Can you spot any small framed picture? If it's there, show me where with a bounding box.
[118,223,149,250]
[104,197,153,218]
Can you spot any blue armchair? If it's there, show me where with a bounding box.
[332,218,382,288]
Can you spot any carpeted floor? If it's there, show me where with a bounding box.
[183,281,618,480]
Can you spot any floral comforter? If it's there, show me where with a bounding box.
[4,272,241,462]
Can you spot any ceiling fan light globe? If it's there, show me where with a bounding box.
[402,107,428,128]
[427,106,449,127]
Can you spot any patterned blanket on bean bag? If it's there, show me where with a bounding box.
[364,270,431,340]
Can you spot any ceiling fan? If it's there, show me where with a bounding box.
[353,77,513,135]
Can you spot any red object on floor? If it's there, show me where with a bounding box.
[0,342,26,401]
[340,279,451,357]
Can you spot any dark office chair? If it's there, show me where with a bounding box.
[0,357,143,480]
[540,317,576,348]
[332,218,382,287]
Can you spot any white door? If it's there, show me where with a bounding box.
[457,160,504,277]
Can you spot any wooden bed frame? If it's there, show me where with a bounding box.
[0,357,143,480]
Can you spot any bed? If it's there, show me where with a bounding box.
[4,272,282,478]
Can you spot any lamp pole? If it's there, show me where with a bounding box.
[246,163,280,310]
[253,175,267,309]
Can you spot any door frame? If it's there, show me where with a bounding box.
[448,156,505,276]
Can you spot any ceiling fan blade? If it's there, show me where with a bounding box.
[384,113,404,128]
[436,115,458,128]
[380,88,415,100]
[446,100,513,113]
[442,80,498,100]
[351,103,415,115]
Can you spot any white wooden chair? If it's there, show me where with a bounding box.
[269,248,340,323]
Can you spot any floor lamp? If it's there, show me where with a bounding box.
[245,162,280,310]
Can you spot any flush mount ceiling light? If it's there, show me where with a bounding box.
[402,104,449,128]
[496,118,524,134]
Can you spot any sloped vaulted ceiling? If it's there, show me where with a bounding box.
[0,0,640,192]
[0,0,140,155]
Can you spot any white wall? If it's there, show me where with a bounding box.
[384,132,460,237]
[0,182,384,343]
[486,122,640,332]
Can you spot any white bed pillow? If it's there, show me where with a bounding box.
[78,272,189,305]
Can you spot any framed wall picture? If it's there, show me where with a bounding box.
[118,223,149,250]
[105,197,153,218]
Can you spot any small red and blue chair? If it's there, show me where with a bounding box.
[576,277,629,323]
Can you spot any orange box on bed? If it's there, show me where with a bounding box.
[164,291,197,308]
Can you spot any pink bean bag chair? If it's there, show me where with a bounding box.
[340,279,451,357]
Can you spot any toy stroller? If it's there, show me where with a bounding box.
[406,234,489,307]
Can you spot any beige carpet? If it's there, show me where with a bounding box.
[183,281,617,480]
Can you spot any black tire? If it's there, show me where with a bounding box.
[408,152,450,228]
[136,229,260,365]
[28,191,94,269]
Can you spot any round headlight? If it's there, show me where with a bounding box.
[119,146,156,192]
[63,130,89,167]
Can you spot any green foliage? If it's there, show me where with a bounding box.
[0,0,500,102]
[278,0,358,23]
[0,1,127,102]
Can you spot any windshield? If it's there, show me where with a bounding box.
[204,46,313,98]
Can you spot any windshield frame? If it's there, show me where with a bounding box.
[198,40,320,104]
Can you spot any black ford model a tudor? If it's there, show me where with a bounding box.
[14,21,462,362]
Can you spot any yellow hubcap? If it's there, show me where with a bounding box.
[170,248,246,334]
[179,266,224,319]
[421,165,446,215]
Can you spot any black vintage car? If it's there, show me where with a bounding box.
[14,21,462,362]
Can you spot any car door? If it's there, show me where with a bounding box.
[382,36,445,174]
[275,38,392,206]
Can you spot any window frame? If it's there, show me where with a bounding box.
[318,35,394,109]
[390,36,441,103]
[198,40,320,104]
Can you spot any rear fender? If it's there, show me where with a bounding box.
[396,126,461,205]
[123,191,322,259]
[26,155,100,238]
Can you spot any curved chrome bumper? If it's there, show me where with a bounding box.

**THE PROBLEM:** Turn only the part of the records that opens with the line containing "Can you spot any yellow" and closes with the line containing "[275,38,392,206]" into a Markdown table. Use the columns Number and Line, with one row per line and blank lines left out.

**ANSWER TO THE TASK:**
| Number | Line |
|---|---|
| 1 | Can you spot any yellow hubcap? If it's there, show me where with a bounding box. |
| 2 | [170,248,246,334] |
| 3 | [179,266,224,319] |
| 4 | [421,165,446,215] |
| 5 | Can you spot any black vintage car? If it's there, show me where with a bounding box. |
| 6 | [14,21,462,362] |
| 7 | Can you spot any car door? If it's there, show me where with a bounding box. |
| 8 | [382,36,445,174] |
| 9 | [275,38,392,206] |